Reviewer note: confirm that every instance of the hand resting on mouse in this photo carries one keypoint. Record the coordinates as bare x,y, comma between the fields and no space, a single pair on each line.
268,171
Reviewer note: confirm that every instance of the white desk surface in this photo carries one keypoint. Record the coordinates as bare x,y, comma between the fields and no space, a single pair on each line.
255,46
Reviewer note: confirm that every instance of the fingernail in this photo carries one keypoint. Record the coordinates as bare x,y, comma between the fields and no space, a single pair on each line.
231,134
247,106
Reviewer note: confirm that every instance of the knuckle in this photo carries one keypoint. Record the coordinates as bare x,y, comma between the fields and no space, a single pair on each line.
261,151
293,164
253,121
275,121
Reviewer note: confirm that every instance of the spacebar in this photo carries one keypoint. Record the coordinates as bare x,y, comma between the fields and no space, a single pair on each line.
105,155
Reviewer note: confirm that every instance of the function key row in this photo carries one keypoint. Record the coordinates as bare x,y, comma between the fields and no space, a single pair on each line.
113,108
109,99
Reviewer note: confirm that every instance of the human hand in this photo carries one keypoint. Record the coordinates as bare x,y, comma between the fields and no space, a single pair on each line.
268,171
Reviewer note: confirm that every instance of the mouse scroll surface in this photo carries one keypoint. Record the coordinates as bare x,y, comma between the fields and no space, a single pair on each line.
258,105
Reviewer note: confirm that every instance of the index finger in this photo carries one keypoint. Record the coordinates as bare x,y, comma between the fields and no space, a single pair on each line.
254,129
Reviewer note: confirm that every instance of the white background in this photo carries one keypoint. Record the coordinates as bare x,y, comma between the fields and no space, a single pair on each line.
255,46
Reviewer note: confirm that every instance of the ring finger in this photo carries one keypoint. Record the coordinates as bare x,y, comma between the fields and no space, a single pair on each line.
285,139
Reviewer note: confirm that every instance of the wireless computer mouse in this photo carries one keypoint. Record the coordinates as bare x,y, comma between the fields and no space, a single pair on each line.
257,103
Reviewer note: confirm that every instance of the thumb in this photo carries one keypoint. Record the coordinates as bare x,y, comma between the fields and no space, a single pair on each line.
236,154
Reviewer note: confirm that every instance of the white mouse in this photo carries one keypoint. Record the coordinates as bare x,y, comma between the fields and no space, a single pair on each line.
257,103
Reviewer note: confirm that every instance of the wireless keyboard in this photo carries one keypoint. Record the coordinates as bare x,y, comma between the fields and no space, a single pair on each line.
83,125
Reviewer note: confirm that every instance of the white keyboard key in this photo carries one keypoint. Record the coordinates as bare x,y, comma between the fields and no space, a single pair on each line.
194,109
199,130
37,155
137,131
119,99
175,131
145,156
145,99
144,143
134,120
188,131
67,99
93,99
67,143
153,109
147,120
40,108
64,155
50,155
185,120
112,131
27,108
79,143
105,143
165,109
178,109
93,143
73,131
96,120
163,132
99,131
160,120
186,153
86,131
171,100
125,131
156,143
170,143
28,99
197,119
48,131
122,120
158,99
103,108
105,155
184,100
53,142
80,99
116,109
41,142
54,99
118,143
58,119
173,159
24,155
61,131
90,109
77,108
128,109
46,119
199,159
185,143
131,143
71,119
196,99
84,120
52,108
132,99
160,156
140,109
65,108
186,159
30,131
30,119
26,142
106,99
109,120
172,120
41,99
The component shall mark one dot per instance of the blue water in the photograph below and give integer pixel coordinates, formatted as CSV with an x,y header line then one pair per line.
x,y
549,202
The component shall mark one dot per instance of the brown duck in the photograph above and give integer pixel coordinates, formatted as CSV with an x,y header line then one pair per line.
-*-*-
Goal of the exercise — The answer must be the same records, repeated exactly and in full.

Task solution —
Reviewer note: confirm that every instance of the hand resting on mouse in this photo carries one keypoint. Record the coordinates as bare x,y, comma between the fields and no space, a single pair on each line.
268,171
Reviewer note: confirm that every instance of the white desk surface in this photo carries one keypoint. Record the coordinates as bare x,y, comma between the fields and no space, a single pair on each line.
255,46
Reviewer note: confirm that every instance of the fingernail in this photo carries one keypoint. Record the coordinates as bare x,y, comma between the fields and no space, a single pair on each line.
231,134
247,106
Reviewer note: confirm that every instance of the knuckle in this photo carries one keypoint. Record the coordinates as bare x,y, comma between the fields and no space, a single pair on each line.
261,151
293,164
253,121
275,121
Reviewer note: confirm that every instance of the spacebar in this photo carries one keypoint. Record the coordinates as bare x,y, comma between the fields and no space, a single pair on each line.
105,155
Reviewer note: confirm that every instance of the function key row in this photo carries one keypoint. Record the coordinates as bare x,y, comma between the fields and no space, a single pair on each line.
113,108
109,99
Reviewer note: confirm that every instance of the human hand in this photo carries one keypoint. Record the coordinates as bare x,y, comma between the fields and no space, a single pair on each line.
268,171
Reviewer note: confirm that every instance of the mouse scroll surface in this photo carries one keypoint. Record the coordinates as bare x,y, comma between the fields and no space, a single pair on each line.
258,105
Reviewer note: confirm that every instance of the index finger in this photo carries one keypoint. Record the coordinates as bare x,y, comma between the fields and no space, a single pair on each line.
254,129
Reviewer note: confirm that every instance of the white background in this photo carries one keypoint. Record the coordinates as bare x,y, comma between the fields and no space, a single pair on each line.
255,46
Reviewer note: confirm that every instance of the ring finger in this photo carries one keypoint. Record the coordinates as bare x,y, comma between the fields and no space, a single pair on each line.
285,139
Reviewer note: confirm that every instance of the wireless computer mouse in this photo carries one keypoint. Record the coordinates as bare x,y, comma between the fields and no space, a single pair on each line.
257,103
Reviewer note: confirm that every instance of the thumb in this photo carries one keypoint. Record the coordinates as bare x,y, comma between the fields and no space, a single pair on each line.
236,154
Reviewer note: confirm that every instance of the white mouse in this photo carries one keypoint. Record the coordinates as bare x,y, comma between the fields and no space, a single pair on each line.
257,103
Reviewer note: confirm that every instance of the wireless keyboard in this photo carries one keypoint. Record the coordinates as bare x,y, comma between the fields and no space, a single pair on each line.
83,125
Reviewer note: confirm that every instance of the white keyboard key in this photo carries one keypoint. Record the coordinates as bare x,y, comma between the fields and no space, a single pair on each line.
194,109
199,130
37,155
137,131
119,99
175,131
145,156
145,99
144,143
134,120
188,131
67,99
93,99
67,143
153,109
147,120
40,108
64,155
50,155
185,120
112,131
27,108
79,143
105,143
165,109
178,109
93,143
73,131
96,120
163,132
99,131
160,120
186,153
86,131
171,100
125,131
156,143
170,143
28,99
197,119
48,131
122,120
158,99
103,108
105,155
184,100
53,142
80,99
116,109
41,142
54,99
118,143
58,119
173,159
24,155
61,131
90,109
77,108
128,109
46,119
199,159
185,143
131,143
71,119
196,99
84,120
52,108
132,99
160,156
140,109
65,108
186,159
30,131
30,119
26,142
106,99
109,120
172,120
41,99
The component shall mark one dot per instance of the blue water in the photograph below and give integer pixel coordinates, formatted as CSV with an x,y header line then one pair per line.
x,y
549,202
The component shall mark one dot per instance of the brown duck in the photograph above and give integer pixel coordinates, formatted as CSV with an x,y header line then one pair per line.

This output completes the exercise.